* Task instructions:
- 1) Please answer these from the article on Egerton University's improved seeds:
(a) How much can the chelalang bean yield per hectare?
(b) When is the tatton bean due to be put on the market?
(c) What share of its rice does Kenya import?
- 2) Echo the part of the article on Egerton University's improved seeds that begins at the words "While other bean" and stops after "in an interview.".

Once the seeds are developed, they are taken to the Agro-Science Park at Egerton University, where seed bulking and commercialisation take place.


Among the improved seeds are five bean varieties, three of which have been put onto the market and have attracted a lot of attention from farmers because of their properties, including their ability to mature early.

One of the most popular is a bean given the name chelalang, a local dialect meaning a kind and beautiful young woman highly prized as a bride.

Mr. Paul Kimurto, the Director of Agro-Science Park, said the bean, put on the market in 2016, can yield up to 25 bags or 2.25 metric tonnes per hectare.

Anna Wanjiku, a farmer in Matangi Tisa village in Nakuru County, says she saw firsthand the superiority of the bean varieties last year.


When heavy rain began falling in August, she planted chelalang and another bean variety called tatton, which is due to be put on the market this August.

While other bean varieties dried up once the rain disappeared, the chelalang and tatton beans were able to withstand dry conditions, Wanjiku said.

“In the upcoming rainy season, I will plant each of the varieties. I am looking forward to a bumper harvest, which of course means increased income,” she told China Daily in an interview.

Mr. Hillary Chelal, a research assistant at Egerton University, said tatton beans have more pods than other varieties and have self-stripping leaves, meaning the beans are easier to harvest, and they can grow at medium and high altitudes, making them popular with canners.


“In partnership with Kilimo Trust, a non-profit organization working on developing agriculture in the East African Community, upland rice that requires little water is also being promoted,” Chelal said.

Kenya imports nearly 85 percent of its rice, even though it could be rice self-sufficient, he said.

Mr. Joseph Orende, a program assistant with the Kilimo Trust, said that by working with Egerton University and training farmers in sustainable rice production techniques, rice production has increased from two tonnes to 3.5 tonnes per hectare within two years.

With proper management, the rice varieties could produce 7-11 tonnes per hectare, he said.

“Looking at what we have been able to achieve in two years, if it is sustained, this collaboration could deliver food security to Africa if replicated in many other areas and several food chains,” he said.

* Data extract:

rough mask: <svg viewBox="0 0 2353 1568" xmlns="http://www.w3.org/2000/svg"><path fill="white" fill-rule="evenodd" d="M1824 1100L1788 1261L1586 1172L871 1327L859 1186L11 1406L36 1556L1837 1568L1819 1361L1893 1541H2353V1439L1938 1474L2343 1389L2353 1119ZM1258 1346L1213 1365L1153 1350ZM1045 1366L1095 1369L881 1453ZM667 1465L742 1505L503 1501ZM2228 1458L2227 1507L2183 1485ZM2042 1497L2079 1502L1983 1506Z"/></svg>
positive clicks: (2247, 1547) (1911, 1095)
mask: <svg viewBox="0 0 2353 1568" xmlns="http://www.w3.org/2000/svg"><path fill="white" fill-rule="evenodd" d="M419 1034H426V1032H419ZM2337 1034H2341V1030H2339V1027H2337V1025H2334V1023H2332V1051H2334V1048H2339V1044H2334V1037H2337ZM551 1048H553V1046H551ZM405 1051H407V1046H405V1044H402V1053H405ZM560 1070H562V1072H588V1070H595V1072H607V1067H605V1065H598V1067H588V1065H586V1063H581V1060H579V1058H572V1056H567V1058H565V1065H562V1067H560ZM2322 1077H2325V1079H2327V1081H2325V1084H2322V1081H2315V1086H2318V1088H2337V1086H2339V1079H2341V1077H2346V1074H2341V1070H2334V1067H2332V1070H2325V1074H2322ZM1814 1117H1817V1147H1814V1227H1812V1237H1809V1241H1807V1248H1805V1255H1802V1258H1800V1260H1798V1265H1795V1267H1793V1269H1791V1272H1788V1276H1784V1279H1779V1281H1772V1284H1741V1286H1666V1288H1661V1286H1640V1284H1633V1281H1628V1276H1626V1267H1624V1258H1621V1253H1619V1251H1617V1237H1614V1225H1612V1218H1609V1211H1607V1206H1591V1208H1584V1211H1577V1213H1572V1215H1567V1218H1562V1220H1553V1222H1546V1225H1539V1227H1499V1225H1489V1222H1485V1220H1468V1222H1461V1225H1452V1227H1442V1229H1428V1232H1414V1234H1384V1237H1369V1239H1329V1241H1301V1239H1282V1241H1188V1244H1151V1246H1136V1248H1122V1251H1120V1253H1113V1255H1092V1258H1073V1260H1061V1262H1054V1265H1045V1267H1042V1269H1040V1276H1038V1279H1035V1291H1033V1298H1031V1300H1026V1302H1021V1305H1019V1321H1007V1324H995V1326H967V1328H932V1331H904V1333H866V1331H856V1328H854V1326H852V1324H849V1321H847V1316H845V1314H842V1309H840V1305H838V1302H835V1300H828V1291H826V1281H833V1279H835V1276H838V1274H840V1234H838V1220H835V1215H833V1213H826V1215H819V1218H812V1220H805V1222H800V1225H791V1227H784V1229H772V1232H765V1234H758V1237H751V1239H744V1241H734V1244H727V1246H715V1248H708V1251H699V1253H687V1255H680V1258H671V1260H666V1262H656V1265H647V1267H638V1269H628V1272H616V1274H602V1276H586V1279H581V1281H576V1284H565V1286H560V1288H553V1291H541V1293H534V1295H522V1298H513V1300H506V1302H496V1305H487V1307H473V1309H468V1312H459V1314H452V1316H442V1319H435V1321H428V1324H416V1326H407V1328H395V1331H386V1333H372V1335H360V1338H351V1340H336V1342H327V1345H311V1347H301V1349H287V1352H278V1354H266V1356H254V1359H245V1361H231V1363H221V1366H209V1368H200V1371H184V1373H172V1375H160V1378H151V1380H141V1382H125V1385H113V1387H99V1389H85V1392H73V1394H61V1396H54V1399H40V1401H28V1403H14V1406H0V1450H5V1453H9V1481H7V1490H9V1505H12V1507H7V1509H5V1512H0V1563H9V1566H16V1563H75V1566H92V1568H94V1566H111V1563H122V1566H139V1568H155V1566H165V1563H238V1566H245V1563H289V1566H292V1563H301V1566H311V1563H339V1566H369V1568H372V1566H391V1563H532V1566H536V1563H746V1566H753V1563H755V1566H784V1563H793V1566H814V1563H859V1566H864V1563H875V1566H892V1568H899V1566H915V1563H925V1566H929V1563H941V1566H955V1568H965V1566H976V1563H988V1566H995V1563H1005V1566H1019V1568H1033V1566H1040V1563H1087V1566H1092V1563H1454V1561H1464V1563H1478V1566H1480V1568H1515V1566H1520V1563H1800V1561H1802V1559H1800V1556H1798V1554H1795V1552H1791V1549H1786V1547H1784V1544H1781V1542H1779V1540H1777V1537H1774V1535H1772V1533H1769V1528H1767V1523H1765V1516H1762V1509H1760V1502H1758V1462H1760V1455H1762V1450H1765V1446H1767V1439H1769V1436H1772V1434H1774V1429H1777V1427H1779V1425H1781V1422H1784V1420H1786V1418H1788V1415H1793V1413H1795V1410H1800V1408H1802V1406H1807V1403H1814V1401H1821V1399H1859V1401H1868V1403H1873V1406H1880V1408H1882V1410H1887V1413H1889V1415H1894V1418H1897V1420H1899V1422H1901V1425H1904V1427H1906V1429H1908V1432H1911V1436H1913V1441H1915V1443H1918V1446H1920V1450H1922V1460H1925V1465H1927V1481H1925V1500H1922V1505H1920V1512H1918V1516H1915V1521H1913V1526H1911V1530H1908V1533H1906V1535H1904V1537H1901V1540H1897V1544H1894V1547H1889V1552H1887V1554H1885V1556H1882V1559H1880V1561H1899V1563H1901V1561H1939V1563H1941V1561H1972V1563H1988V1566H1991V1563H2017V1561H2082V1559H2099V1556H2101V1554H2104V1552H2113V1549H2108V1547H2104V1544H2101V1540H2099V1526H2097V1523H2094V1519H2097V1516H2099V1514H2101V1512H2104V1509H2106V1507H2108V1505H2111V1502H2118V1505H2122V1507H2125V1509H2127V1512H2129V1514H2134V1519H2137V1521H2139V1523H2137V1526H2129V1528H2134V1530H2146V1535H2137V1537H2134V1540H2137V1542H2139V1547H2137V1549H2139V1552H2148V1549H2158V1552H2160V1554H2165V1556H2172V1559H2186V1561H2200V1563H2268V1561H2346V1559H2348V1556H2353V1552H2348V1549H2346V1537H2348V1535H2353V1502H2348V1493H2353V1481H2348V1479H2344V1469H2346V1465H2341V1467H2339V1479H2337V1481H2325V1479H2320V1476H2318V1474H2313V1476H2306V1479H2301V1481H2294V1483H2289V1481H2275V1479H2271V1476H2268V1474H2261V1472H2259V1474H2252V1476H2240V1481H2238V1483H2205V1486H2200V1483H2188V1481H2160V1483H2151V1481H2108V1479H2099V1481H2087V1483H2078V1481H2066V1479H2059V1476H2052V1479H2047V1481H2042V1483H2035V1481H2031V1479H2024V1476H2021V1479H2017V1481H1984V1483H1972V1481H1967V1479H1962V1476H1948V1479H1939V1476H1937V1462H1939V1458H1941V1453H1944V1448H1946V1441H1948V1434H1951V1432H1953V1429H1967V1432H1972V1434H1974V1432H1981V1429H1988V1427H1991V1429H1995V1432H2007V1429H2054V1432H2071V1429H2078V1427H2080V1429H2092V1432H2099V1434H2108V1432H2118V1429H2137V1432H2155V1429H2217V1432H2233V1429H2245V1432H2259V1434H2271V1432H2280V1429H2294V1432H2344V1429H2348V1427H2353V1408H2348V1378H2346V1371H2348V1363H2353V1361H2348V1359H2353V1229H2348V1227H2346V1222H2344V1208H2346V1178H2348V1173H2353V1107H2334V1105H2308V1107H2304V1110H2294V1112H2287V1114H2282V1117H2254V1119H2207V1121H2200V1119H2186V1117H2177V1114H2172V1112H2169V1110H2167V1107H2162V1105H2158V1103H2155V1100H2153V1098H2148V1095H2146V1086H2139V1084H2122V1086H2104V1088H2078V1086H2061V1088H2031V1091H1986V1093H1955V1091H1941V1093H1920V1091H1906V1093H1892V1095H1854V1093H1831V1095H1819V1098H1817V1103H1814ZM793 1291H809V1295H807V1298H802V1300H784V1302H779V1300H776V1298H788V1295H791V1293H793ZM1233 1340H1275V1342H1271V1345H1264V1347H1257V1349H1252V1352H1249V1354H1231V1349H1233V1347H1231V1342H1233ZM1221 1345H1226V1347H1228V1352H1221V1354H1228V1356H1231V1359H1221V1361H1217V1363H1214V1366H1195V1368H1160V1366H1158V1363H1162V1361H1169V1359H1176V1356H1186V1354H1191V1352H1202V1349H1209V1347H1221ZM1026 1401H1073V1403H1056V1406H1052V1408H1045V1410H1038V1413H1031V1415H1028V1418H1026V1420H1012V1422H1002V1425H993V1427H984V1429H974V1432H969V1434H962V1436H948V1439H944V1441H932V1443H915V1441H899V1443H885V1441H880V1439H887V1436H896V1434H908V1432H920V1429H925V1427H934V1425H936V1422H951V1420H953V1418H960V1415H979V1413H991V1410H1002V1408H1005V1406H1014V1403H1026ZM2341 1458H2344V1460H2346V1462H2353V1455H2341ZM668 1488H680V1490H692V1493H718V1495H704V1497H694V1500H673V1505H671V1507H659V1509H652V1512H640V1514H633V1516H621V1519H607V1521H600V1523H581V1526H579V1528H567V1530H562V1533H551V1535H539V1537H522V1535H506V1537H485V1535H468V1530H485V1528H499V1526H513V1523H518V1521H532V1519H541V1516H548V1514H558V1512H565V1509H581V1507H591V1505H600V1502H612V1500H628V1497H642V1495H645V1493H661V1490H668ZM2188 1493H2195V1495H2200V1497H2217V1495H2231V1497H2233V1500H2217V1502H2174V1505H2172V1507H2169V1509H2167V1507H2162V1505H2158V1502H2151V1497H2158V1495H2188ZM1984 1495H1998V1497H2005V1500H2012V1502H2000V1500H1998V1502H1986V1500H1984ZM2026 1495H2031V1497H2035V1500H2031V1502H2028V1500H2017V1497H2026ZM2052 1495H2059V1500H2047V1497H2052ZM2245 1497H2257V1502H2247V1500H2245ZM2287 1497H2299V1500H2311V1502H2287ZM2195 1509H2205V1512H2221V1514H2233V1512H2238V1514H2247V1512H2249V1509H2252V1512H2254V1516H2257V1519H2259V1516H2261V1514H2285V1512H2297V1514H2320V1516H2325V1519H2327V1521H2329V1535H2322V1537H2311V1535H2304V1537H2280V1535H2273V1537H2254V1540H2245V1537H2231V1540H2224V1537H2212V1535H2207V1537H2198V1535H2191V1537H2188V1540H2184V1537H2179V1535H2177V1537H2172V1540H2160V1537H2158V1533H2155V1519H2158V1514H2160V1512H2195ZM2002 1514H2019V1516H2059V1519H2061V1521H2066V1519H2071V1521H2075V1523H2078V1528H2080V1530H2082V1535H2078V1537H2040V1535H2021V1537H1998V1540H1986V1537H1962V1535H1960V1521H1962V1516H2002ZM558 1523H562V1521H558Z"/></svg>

* Results:
- 1)
(a) Up to 25 bags, or 2.25 metric tonnes, per hectare.
(b) This August.
(c) Nearly 85 percent.

- 2)
While other bean varieties dried up once the rain disappeared, the chelalang and tatton beans were able to withstand dry conditions, Wanjiku said.

“In the upcoming rainy season, I will plant each of the varieties. I am looking forward to a bumper harvest, which of course means increased income,” she told China Daily in an interview.